Extrait de page —
Ainsi s'accomplit aussi notre Devoir de Mémoire ...
Je vous avais donné rendez-vous aujourd'hui, 8 Février 1807, aux côtés de ce grand Chirurgien de la Grande Armée, nommé PERCY ...
Prévenu de se rendre en toute hâte à Eylau, à l'aube de ce 8 Février, Percy monte dans son traîneau et file dans la neige ....
La nuit avait été extrêmement froide ; il avait beaucoup neigé, et il neigeait encore ...
Après avoir effectué trois quarts de lieue, notre Chirurgien découvre le champ de bataille de l'avant-veille ...
Ô effet de la fureur de se détruire ! Jamais il n'avait vu autant de cadavres recouvrir un si petit espace ...
La neige n'était plus qu'un manteau rouge, et celle qui continuait à tomber commençait à dérober peu à peu les corps tombés, aux regards affligés des passants ...
Partout, des cadavres, amoncelés, et plus encore là où se trouvaient quelques bosquets de sapins qui avaient servi de boucliers aux Russes ...
Des milliers de fusils, de bonnets, de cuirasses se trouvaient éparpillés sur la route et dans les champs ...
Parmi tous ces corps ensanglantés, des chevaux estropiés mais toujours vivants semblaient attendre que la faim les délivre de l'agonie ...
Il était environ neuf heures lorsque Percy entra dans cette petite ville de Landsberg, où les Russes s'étaient livrés à d'inimaginables ravages ...

Données sources —
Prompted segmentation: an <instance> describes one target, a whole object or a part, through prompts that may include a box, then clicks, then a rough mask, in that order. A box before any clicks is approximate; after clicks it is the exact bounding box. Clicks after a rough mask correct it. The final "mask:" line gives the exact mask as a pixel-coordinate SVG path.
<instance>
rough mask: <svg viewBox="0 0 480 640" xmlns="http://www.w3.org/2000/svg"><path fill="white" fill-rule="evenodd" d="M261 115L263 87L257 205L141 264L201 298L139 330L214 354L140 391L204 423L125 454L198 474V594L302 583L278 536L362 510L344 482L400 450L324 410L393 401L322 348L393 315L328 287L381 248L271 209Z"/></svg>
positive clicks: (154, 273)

Problèmes et exercices —
1/ Dans le récit sur le chirurgien Percy à Eylau, vers quelle heure entre-t-il dans la ville de Landsberg ?
2/ Poursuivez, s'il vous plaît, le récit sur le chirurgien Percy à Eylau à la suite de sa dernière phrase.

Réponses par exercice —
1/ Vers neuf heures.

2/
Il y avait une telle affluence de voitures et de parcs d'artillerie que le Chirurgien eût bien du mal à entrer avec le traîneau et sa petite cariole ...
Là, il y croisa plusieurs coinfrères, occupés à panser, mais aussi à amputer ...
Et les soldats blessés continuaient à arriver dans la petite ville, pendant que le canon tonnait, et que bombes et obus éclataient de tous côtés.
L'Empereur avait couché à un quart d'heure d'Eylau, pris la veille par les Français, et, dès le grand matin du lendemain, la bataille s'était engagée de nouveau dans la plaine au-delà de cette ville qui avait été si jolie et si riche auparavant ...
Arrivés à moins d'une demi-lieue du champ de bataille, on pouvait apercevoir tous les équipages du Quartier Général de l'Empereur, arrêtés sur une hauteur ...
Un peu plus loin encore, Percy avait été informé d'une grande maison dans laquelle affluait sans cesse une miultitude de blessés ...
En y arrivant, il trouva là une douzaine de bons Chirurgiens pour faire tête à un service si difficile, et cela le rassura quelque peu.
Là, les opérations se succédaient ... Seuls, ceux qui souffraient de fractures ou d'amputations étaient retenus dans ce lieu ; les autres, seulement blessés, étaient dirigés à Landsberg ...
Autour de cet asile de misère et de douleur, les voitures étaient devenues innombrables, et une foule de pauvres blessés ne pouvaient pas entrer ni trouver place pour être pansés ...
En chemin, raconte encore le Baron Percy, j'avais croisé l'un de mes amis, le Général Levasseur, se rendant en traîneau à Landsberg, tout en souffrant d'une fracture au tiers supérieur du bras gauche ...
Un peu plus loin que la "maison d'ambulance", plusieurs Grenadiers à pied et à cheval revenaient du champ de bataille, ensanglantés, plus ou moins grièvement blessés ... Et ceci eu l'effet d'impressinner fortement le Chirurgien, car ce Corps de réserve de l'Empereur ne s'exposait qu'en tout dernier recours, et le voir ainsi se retirer, couvert de blessure, n'augurait rien de bon ...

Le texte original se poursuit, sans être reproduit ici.